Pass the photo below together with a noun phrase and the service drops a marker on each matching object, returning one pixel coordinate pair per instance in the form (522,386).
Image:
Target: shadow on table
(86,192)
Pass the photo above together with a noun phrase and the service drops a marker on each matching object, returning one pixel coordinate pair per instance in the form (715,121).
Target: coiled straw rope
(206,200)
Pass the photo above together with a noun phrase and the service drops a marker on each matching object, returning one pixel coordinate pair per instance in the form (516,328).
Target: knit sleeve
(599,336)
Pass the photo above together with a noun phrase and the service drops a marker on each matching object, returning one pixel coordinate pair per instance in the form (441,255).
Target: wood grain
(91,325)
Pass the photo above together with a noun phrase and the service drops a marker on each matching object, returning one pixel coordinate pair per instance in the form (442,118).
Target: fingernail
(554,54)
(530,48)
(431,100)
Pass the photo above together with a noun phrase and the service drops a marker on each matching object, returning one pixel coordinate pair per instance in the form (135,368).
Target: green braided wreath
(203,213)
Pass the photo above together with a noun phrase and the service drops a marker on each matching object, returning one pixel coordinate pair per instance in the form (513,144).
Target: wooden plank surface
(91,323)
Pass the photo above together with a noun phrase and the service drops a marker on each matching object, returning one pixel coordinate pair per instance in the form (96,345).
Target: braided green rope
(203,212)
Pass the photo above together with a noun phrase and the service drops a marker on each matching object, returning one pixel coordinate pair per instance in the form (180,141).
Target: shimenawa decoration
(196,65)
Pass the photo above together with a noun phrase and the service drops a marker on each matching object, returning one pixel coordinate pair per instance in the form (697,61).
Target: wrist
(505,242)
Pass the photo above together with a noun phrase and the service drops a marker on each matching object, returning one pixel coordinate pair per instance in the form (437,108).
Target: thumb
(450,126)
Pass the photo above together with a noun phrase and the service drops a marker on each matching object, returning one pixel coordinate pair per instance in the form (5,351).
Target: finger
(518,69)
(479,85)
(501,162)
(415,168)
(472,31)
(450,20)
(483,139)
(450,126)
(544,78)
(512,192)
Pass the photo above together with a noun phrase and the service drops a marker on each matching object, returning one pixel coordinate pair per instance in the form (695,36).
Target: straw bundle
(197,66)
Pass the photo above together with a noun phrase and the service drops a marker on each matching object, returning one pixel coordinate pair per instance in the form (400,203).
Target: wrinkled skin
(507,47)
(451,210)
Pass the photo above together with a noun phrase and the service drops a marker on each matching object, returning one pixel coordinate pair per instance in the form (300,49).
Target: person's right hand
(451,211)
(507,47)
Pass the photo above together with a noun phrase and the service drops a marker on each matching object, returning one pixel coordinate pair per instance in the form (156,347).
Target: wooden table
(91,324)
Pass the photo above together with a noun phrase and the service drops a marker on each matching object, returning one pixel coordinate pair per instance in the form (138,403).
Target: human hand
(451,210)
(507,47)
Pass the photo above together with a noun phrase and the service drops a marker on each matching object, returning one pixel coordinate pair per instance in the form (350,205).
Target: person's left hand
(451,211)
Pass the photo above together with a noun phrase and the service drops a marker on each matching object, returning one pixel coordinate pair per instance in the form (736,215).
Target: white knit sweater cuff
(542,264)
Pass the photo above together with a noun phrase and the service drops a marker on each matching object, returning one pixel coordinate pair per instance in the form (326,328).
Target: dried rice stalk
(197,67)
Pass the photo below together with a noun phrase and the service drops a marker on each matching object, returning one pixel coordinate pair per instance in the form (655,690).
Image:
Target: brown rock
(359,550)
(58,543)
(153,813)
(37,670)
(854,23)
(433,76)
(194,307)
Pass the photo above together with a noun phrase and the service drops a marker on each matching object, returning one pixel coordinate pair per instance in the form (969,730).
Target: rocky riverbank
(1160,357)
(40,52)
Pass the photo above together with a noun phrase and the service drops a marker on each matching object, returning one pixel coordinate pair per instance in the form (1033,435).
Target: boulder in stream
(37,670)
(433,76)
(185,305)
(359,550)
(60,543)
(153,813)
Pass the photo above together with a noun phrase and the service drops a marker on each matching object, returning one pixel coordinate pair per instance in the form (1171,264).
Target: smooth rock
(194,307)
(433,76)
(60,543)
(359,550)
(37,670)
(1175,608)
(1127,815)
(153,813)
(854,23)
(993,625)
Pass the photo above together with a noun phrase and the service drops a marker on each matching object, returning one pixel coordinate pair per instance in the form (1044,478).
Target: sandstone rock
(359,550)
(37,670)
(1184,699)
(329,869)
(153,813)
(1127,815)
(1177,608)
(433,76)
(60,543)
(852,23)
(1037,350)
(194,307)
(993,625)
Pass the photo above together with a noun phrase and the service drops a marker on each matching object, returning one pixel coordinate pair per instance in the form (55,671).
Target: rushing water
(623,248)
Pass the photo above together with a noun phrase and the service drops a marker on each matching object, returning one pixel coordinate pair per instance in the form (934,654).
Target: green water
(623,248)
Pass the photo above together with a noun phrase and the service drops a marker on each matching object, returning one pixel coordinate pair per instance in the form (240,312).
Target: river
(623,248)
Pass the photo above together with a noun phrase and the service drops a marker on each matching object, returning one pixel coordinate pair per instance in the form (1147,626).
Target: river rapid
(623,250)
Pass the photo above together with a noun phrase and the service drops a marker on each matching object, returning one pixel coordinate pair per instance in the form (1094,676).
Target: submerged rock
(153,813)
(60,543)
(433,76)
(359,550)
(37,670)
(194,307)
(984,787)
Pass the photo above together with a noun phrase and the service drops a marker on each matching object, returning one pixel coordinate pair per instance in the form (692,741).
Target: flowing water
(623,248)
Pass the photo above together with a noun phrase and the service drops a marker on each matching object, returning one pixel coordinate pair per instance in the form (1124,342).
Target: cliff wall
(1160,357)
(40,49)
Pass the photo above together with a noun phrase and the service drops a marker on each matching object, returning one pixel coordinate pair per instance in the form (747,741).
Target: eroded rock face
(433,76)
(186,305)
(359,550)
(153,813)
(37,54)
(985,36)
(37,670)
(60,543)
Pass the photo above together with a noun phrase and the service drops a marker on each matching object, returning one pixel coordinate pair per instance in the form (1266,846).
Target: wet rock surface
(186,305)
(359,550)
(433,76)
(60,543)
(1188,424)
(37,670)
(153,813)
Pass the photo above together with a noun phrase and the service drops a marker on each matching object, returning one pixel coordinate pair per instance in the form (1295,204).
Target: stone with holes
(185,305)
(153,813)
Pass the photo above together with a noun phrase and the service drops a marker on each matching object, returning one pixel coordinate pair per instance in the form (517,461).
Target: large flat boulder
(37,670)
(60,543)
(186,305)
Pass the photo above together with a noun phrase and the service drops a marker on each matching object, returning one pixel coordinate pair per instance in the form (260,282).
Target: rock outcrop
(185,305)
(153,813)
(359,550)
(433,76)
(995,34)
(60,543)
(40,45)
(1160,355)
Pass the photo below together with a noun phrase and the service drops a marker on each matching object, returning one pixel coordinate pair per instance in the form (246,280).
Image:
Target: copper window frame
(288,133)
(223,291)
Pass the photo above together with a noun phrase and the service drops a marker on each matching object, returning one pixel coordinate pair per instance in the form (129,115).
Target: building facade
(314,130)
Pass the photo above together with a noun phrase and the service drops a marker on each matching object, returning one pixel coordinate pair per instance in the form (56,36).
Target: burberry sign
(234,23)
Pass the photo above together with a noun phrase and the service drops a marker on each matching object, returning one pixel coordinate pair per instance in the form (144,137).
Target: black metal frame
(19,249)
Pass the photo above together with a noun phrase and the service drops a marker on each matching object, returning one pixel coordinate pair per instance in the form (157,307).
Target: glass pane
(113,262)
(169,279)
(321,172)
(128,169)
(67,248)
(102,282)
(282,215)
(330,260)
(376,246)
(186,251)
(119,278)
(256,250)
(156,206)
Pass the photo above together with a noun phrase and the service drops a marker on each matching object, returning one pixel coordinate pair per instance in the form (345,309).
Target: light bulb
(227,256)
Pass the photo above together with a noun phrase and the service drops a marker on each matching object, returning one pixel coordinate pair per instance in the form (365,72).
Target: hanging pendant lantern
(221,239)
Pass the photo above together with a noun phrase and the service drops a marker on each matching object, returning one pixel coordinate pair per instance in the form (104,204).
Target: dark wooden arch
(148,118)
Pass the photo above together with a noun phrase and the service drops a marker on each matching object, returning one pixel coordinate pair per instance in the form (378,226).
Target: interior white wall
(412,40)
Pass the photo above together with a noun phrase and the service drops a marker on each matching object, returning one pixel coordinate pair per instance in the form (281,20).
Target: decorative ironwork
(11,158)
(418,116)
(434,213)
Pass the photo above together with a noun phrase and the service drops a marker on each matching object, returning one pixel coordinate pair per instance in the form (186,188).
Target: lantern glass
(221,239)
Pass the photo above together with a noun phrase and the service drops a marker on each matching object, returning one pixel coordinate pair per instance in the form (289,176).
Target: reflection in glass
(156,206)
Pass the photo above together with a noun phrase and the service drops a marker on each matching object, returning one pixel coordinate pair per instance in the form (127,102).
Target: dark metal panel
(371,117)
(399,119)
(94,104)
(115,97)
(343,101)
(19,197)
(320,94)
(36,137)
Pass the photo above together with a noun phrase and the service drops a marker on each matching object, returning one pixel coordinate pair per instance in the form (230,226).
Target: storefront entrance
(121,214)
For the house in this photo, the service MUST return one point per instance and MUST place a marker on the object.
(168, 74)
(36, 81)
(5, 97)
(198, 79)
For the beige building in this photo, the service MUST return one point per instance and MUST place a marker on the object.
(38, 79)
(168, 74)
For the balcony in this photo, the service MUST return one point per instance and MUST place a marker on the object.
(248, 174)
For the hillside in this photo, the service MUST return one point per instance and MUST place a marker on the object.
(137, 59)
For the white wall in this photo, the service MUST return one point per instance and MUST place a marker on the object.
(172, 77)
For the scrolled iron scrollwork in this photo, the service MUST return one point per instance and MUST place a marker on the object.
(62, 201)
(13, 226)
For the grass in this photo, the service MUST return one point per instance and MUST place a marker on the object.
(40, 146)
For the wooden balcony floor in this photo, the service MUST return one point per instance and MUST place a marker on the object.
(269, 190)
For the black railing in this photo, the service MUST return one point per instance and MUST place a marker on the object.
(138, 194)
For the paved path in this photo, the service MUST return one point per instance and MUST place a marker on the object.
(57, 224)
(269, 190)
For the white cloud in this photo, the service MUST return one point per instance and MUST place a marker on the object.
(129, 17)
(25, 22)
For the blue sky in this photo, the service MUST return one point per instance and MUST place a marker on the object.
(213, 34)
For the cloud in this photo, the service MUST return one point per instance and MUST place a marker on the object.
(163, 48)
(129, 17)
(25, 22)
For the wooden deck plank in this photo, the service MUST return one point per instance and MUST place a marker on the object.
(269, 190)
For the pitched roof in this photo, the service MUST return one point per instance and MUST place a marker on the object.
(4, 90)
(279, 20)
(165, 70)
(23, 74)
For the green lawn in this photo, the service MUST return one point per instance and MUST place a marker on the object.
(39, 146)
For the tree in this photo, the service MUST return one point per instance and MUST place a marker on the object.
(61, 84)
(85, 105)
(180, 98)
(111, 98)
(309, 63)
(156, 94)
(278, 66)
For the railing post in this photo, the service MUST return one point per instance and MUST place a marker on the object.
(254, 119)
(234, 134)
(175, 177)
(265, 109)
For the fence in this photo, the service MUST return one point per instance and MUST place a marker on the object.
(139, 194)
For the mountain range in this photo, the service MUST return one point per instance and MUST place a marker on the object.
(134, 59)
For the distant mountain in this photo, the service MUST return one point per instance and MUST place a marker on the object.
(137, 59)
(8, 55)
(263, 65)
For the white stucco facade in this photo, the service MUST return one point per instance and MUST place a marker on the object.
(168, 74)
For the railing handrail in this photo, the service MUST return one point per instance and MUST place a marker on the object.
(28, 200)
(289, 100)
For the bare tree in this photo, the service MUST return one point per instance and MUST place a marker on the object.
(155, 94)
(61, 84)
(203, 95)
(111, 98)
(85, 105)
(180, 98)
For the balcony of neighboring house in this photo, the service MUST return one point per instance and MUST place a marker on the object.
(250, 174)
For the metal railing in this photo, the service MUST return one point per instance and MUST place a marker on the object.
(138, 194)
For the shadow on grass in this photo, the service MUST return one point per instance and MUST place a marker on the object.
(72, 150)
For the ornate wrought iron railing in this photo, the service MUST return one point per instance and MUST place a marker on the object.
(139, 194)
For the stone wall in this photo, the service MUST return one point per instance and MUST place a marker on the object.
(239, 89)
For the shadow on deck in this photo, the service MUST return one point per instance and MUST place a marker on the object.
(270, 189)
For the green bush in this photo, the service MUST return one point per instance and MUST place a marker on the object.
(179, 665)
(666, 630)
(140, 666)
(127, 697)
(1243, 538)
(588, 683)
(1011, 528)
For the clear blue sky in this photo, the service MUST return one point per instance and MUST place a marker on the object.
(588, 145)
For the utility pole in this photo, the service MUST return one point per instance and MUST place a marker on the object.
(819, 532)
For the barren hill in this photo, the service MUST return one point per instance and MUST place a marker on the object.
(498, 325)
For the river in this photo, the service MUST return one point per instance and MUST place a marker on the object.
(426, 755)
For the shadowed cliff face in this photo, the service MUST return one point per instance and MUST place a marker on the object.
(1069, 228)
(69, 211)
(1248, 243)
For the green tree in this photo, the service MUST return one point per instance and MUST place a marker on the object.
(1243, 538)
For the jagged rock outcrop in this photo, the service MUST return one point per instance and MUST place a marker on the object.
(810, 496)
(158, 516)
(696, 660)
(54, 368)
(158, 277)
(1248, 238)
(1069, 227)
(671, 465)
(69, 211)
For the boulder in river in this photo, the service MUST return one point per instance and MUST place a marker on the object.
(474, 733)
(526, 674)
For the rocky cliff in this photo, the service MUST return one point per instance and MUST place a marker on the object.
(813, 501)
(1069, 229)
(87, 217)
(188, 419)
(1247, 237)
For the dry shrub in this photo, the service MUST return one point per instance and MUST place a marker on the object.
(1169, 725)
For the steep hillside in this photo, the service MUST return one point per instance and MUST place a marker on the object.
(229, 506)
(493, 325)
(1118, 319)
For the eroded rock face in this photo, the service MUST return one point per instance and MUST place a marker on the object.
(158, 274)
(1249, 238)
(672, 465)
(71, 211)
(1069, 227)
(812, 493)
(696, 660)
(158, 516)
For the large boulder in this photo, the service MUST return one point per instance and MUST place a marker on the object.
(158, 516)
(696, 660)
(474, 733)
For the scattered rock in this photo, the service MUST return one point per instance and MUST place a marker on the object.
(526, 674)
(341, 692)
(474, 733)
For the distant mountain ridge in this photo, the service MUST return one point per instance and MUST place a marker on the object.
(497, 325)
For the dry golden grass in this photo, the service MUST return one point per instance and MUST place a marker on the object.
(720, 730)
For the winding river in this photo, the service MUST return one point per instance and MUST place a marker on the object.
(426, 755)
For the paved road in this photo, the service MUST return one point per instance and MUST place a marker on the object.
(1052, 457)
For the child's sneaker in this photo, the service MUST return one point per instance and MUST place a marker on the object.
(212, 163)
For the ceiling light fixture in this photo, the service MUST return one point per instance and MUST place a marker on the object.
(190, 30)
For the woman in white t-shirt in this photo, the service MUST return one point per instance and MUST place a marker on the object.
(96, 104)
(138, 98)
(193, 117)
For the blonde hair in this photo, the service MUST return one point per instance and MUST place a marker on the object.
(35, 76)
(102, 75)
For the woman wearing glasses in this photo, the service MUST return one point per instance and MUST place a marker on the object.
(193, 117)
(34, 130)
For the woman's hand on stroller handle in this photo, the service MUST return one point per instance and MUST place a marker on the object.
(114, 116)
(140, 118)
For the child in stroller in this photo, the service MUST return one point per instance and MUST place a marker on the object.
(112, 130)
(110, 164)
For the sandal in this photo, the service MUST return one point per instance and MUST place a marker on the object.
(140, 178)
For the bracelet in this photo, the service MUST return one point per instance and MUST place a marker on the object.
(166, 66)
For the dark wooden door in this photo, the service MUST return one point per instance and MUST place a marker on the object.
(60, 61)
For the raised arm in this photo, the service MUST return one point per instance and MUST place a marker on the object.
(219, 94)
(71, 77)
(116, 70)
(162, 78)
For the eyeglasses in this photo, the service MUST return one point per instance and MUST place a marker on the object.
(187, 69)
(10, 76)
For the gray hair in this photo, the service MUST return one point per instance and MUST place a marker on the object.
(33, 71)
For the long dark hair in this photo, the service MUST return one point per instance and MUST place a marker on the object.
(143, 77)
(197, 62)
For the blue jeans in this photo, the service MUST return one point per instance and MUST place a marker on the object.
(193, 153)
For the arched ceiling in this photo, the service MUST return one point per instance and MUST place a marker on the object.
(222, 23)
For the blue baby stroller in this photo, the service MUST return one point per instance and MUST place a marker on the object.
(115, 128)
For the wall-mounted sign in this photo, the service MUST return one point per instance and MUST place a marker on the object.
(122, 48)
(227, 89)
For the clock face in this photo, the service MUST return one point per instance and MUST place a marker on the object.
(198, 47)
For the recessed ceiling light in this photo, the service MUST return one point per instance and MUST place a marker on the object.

+ + + +

**WHAT THE TASK ASKS:**
Give the lines of the data above as a JSON list of strings, one string per line with blank lines left out, starting at the line containing "For the steep" and ending at the line containing "(1118, 319)".

**THE REPLY:**
[
  "For the steep hillside in this photo, the service MUST return one point per instance and MUST place a marker on the object.",
  "(229, 506)",
  "(493, 325)",
  "(1118, 319)"
]